• [Document extract]:
________

You are viewing a plain text version of this content. The canonical link for it is here.
Posted to dev@avro.apache.org by Scott Carey <sc...@richrelevance.com> on 2010/09/21 05:53:23 UTC

Java Packaging - 'shade' jars and licensing implications

I think it would be a great idea for Avro if we took our more critical core dependencies and included their classes, obfuscated, in our jar file so that we don't have to worry about others conflicting with our versions.

I'm currently working on a Maven build for Avro Java, and one thing that we can easily leverage there is the 'shade' plugin.  This basically just migrates the package of a dependency into your namespace at build-time.   For example, see the "Using Paranamer in your application without depending on Paranamer's jar"  portion of http://paranamer.codehaus.org/

A simple example where this would help:  Avro is currently 'incompatible' with Hadoop 0.20+ because Hadoop includes Jackson 1.0.1 and has a very unsophisticated dependency management system.  If we packaged our version of Jackson into Avro, or provided a variation that did, then this would not be an issue for users.

For avro-core, the libraries of interest are Paranamer and Jackson.   Paranamer only adds up to 35K; Jackson is a bit larger at 500K but is absolutely critical for Avro.  Jackson-core is only 150K however -- it might be possible to drop jackson-mapper.


Paranamer is BSD, and Jackson is Apache.  I'm not sure of the implications of repackaging these into Avro.  I'd assume that BSD as usual doesn't care as long as the use is documented and attributed.   Since we're apache I'm guessing it won't be too hard to deal with Jackson either.  But I'm not sure if there is anything extra we have to declare.

Thoughts?

-Scott

Re: Java Packaging - 'shade' jars and licensing implications

Posted by Doug Cutting <cu...@apache.org>.
On 09/21/2010 11:20 AM, Scott Carey wrote:
> My understanding is that paranamer-generator is only used by
> paranamer-ant and paranamer-maven-plugin and not the runtime
> dependency.  Is that correct?  I'm only concerned with shade jars for
> the runtime dependency and avro-core.

________

• [Listing]:
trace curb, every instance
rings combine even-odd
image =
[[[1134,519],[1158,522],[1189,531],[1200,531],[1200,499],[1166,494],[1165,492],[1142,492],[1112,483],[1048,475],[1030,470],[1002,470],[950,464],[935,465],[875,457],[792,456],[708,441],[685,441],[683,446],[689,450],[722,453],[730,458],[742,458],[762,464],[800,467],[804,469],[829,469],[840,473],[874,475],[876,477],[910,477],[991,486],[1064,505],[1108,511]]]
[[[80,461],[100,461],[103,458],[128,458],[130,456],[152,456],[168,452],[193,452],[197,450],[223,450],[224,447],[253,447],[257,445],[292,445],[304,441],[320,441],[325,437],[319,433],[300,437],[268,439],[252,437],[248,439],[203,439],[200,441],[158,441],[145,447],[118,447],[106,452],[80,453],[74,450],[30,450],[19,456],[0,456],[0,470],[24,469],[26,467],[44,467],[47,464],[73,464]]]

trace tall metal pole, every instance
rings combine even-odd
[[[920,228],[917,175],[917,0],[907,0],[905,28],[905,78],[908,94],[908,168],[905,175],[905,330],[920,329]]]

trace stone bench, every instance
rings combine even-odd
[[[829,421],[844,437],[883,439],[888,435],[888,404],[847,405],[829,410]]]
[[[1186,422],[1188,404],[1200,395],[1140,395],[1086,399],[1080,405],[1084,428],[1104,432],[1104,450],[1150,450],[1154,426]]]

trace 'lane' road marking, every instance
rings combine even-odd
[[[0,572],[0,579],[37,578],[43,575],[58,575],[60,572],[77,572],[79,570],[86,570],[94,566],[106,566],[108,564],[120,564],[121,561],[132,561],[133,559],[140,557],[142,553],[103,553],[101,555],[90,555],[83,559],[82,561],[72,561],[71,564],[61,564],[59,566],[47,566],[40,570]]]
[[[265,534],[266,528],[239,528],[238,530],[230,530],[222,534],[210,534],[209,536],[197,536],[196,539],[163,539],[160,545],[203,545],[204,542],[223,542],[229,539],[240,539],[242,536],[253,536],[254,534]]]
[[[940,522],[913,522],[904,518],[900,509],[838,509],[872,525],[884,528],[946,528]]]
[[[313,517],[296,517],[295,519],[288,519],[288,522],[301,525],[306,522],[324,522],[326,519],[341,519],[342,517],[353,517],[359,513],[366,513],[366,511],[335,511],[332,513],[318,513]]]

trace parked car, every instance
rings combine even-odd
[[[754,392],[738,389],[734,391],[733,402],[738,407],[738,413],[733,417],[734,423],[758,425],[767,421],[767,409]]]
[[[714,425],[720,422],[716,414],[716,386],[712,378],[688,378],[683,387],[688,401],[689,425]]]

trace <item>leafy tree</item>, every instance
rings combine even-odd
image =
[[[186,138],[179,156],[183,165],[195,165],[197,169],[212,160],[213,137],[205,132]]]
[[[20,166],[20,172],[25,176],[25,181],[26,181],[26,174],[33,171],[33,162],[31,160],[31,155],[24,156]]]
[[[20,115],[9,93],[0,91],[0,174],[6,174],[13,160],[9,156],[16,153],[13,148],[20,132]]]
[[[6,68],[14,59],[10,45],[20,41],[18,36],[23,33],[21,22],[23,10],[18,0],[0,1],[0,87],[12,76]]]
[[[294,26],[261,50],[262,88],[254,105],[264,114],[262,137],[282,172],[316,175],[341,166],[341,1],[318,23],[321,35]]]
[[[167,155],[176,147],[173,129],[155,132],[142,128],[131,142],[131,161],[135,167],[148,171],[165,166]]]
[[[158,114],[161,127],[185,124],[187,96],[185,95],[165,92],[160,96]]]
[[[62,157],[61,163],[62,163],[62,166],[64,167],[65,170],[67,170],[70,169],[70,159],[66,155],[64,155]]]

________

• [Tasks to complete]:
a. In the mailing-list thread on Avro Java packaging, which version of Jackson does Hadoop include?
b. Continue the mailing-list thread on Avro Java packaging from the point where it stops.

• [Results of the tasks]:
a. Jackson 1.0.1.

b.
Yes.  Paranamer-generator must be used at compile-time by applications 
that use reflection-based RPC.  Avro does not call paranamer-generator 
at runtime.  It calls only paranamer.  But the code that calls paranamer 
(reflect RPC) is useless if the application has not run 
paranamer-generator at compile time.

Doug

Re: Java Packaging - 'shade' jars and licensing implications

Posted by Scott Carey <sc...@richrelevance.com>.
On Sep 21, 2010, at 11:00 AM, Doug Cutting wrote:

> On 09/21/2010 10:25 AM, Scott Carey wrote:
>> Paranamer has no transitive dependencies.
> 
> paranamer-generator requires qdox and asm.  It's required at build-time 
> by applications that use reflection-based RPC to add parameter names to 
> byte code.
> 
> Doug

 My understanding is that paranamer-generator is only used by paranamer-ant and paranamer-maven-plugin and not the runtime dependency.  Is that correct?  I'm only concerned with shade jars for the runtime dependency and avro-core.

Re: Java Packaging - 'shade' jars and licensing implications

Posted by Doug Cutting <cu...@apache.org>.
On 09/21/2010 10:25 AM, Scott Carey wrote:
> Paranamer has no transitive dependencies.

paranamer-generator requires qdox and asm.  It's required at build-time 
by applications that use reflection-based RPC to add parameter names to 
byte code.

Doug

Re: Java Packaging - 'shade' jars and licensing implications

Posted by Scott Carey <sc...@richrelevance.com>.
On Sep 21, 2010, at 10:07 AM, Doug Cutting wrote:

> On 09/20/2010 08:53 PM, Scott Carey wrote:
>> For avro-core, the libraries of interest are Paranamer and Jackson.
>> Paranamer only adds up to 35K; Jackson is a bit larger at 500K but is
>> absolutely critical for Avro.  Jackson-core is only 150K however --
>> it might be possible to drop jackson-mapper.
> 
> That's an interesting feature and could be useful.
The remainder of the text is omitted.